**Data items**
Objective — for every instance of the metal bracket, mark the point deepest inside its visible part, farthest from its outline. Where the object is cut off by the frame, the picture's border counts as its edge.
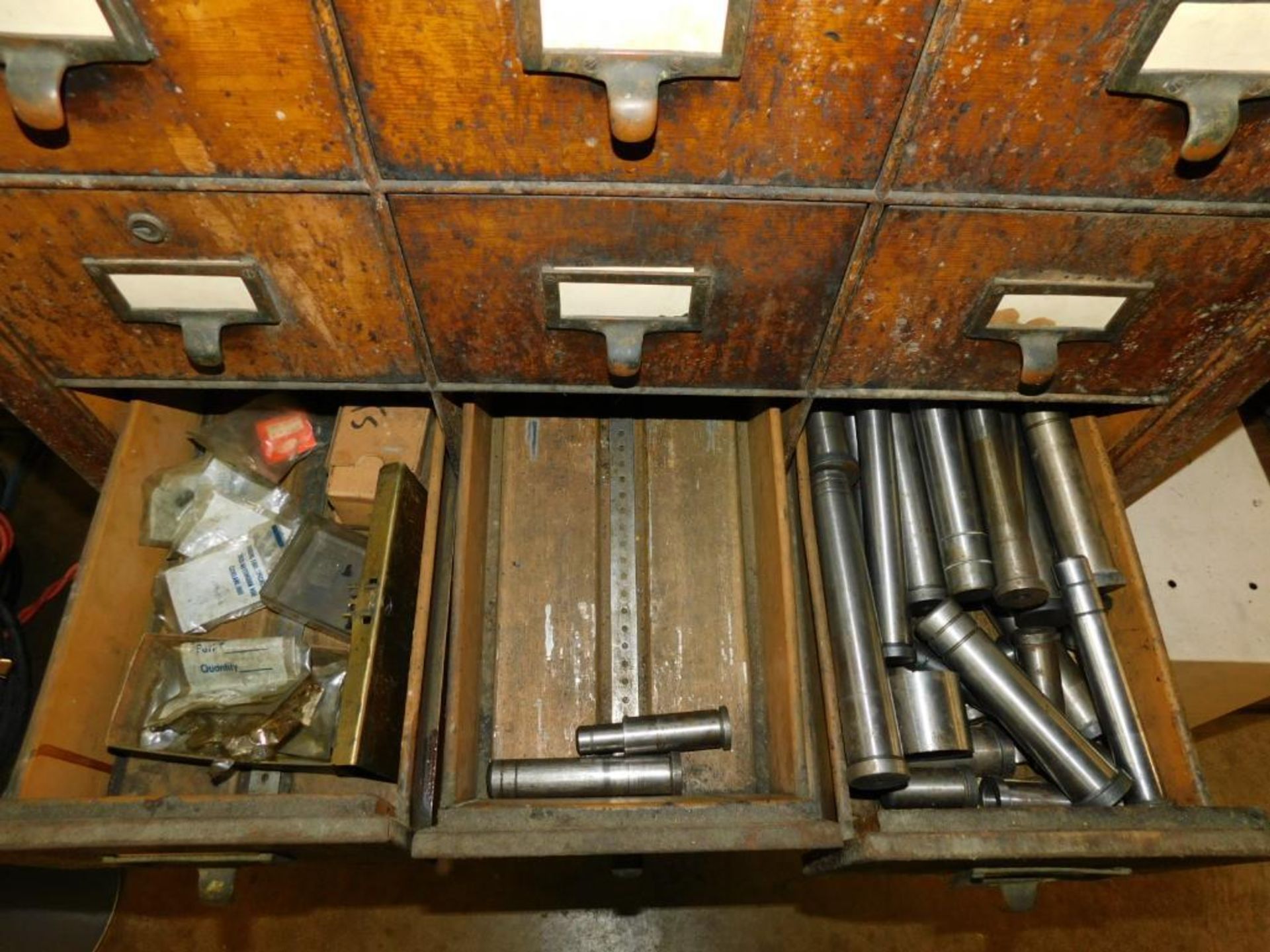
(200, 331)
(1212, 98)
(633, 77)
(34, 65)
(624, 337)
(1020, 885)
(1038, 343)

**Your goal**
Repeat every entry exactly, but leave out the pictures.

**Result**
Objective — for every instance of the metal bracket, mark the point deepest inside its visible part, farthest from its outline. Where the object is cut off by the frame, the picture's border counts as its edge.
(200, 331)
(1212, 98)
(633, 77)
(34, 65)
(624, 337)
(1020, 885)
(1038, 343)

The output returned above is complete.